WHAT NEEDS TO BE DONE: Your task is to print all of the data word for word.

--- START OF RECORDS SUPPLIED ---

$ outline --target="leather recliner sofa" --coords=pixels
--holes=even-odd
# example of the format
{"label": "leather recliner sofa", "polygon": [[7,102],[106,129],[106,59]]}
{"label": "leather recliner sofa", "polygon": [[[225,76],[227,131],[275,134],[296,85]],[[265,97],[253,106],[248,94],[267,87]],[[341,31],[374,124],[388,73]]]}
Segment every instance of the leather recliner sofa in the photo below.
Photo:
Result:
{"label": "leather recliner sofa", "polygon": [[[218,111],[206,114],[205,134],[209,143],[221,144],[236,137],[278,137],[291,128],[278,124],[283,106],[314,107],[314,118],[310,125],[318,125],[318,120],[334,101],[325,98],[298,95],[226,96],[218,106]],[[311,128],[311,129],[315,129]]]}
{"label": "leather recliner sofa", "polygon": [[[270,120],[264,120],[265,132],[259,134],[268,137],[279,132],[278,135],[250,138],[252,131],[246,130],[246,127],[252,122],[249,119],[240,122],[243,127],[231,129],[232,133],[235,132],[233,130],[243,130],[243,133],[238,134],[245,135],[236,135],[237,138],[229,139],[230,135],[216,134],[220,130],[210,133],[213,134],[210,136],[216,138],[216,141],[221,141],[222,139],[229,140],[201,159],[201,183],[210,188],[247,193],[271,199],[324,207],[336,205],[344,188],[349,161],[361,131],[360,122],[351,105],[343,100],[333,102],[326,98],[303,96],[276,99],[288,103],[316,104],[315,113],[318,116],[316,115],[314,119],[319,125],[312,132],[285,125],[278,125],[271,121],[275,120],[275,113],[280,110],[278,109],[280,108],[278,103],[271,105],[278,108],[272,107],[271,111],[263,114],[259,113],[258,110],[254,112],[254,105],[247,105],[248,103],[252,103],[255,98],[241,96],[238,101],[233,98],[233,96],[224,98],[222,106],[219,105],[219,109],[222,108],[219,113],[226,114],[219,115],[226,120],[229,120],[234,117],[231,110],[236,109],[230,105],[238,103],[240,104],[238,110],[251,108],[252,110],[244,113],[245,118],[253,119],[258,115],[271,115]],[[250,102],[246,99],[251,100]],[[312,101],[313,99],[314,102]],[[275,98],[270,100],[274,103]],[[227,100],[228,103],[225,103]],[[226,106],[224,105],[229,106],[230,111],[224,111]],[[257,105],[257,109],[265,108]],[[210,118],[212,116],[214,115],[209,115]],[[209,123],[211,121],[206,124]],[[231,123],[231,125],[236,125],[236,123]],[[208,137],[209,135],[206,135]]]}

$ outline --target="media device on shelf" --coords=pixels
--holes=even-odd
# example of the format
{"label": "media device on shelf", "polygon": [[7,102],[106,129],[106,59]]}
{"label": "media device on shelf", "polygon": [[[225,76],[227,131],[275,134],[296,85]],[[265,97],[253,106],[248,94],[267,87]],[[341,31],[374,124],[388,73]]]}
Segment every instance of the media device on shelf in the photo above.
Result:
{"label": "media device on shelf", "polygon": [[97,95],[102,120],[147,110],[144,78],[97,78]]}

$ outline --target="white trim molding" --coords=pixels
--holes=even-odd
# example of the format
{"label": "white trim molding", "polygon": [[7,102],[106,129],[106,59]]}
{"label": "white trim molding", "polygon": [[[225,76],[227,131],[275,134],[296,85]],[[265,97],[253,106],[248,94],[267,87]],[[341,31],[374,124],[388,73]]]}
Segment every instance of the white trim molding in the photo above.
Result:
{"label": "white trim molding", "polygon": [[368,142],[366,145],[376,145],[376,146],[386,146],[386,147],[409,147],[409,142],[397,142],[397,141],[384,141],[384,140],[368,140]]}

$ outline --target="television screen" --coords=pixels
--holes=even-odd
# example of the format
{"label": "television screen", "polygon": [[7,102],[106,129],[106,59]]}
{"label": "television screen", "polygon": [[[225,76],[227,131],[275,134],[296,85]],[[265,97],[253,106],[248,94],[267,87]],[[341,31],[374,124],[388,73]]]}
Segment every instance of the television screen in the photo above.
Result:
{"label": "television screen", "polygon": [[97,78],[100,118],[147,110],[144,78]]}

--- END OF RECORDS SUPPLIED ---

FULL OUTPUT:
$ outline --target="leather recliner sofa" --coords=pixels
--holes=even-odd
# example of the format
{"label": "leather recliner sofa", "polygon": [[7,102],[106,129],[106,59]]}
{"label": "leather recliner sofa", "polygon": [[[225,76],[227,131],[275,134],[296,85]],[[265,97],[253,106],[248,94],[267,87]],[[341,31],[374,124],[388,73]]]}
Segment every instance of the leather recliner sofa in the photo below.
Photo:
Result:
{"label": "leather recliner sofa", "polygon": [[[218,111],[206,114],[205,134],[209,143],[221,144],[236,137],[278,137],[291,128],[278,124],[283,106],[314,107],[314,118],[310,125],[318,125],[318,120],[334,101],[325,98],[298,95],[226,96],[218,106]],[[311,128],[311,129],[315,129]]]}
{"label": "leather recliner sofa", "polygon": [[[270,120],[264,120],[265,132],[259,134],[268,137],[279,132],[278,135],[250,138],[252,131],[246,130],[246,127],[252,122],[249,119],[240,122],[243,127],[231,129],[232,133],[235,132],[233,130],[243,130],[243,133],[238,134],[245,135],[236,135],[237,138],[229,139],[230,135],[216,134],[220,130],[210,133],[213,134],[210,136],[216,138],[216,141],[221,141],[222,139],[229,140],[201,159],[201,183],[210,188],[247,193],[271,199],[324,207],[336,205],[344,188],[349,161],[361,131],[360,122],[351,105],[343,100],[333,102],[326,98],[303,96],[276,99],[288,103],[316,104],[315,113],[318,116],[316,115],[314,119],[319,125],[312,132],[285,125],[278,125],[271,121],[275,120],[275,113],[280,110],[278,109],[280,108],[278,103],[271,105],[278,108],[272,107],[271,111],[263,114],[259,113],[258,110],[254,112],[254,105],[247,105],[248,103],[252,103],[255,98],[241,96],[238,101],[233,98],[233,96],[224,98],[222,106],[219,105],[219,109],[222,108],[219,113],[226,114],[219,115],[226,120],[229,120],[234,117],[231,110],[236,109],[230,105],[238,103],[240,104],[238,110],[251,108],[252,110],[244,113],[245,118],[253,119],[258,115],[271,115]],[[250,102],[246,99],[251,100]],[[312,101],[313,99],[314,102]],[[275,98],[270,100],[274,103]],[[227,100],[228,103],[225,103]],[[226,106],[224,105],[229,106],[230,111],[224,111]],[[257,105],[257,109],[265,108]],[[210,118],[212,116],[214,115],[209,115]],[[209,123],[211,121],[206,124]],[[231,123],[231,125],[236,125],[236,123]],[[208,137],[209,135],[206,135]]]}

$ outline --target="media device on shelf" --coords=pixels
--holes=even-odd
# example of the format
{"label": "media device on shelf", "polygon": [[7,102],[106,129],[106,59]]}
{"label": "media device on shelf", "polygon": [[[225,76],[227,131],[275,134],[296,85]],[[265,97],[253,106],[248,94],[267,87]],[[341,31],[374,124],[388,73]]]}
Segment every instance of the media device on shelf in the photo above.
Result:
{"label": "media device on shelf", "polygon": [[97,95],[102,120],[147,110],[144,78],[97,78]]}

$ outline --target="white trim molding" --coords=pixels
--holes=even-odd
# example of the format
{"label": "white trim molding", "polygon": [[7,102],[106,129],[106,59]]}
{"label": "white trim molding", "polygon": [[[225,76],[227,131],[275,134],[296,85]],[[265,97],[253,106],[248,94],[267,87]],[[341,31],[374,124],[388,73]]]}
Segment every instance of the white trim molding in the photo above.
Result:
{"label": "white trim molding", "polygon": [[368,142],[366,145],[376,145],[376,146],[386,146],[386,147],[409,147],[409,142],[397,142],[397,141],[384,141],[384,140],[368,140]]}

$ outline --target="television screen" --coords=pixels
--holes=even-odd
# example of the format
{"label": "television screen", "polygon": [[7,102],[106,129],[106,59]]}
{"label": "television screen", "polygon": [[[225,76],[227,131],[275,134],[296,85]],[[265,97],[253,106],[248,94],[267,87]],[[341,31],[374,124],[388,73]]]}
Segment every instance of the television screen in the photo above.
Result:
{"label": "television screen", "polygon": [[97,78],[100,118],[147,110],[144,78]]}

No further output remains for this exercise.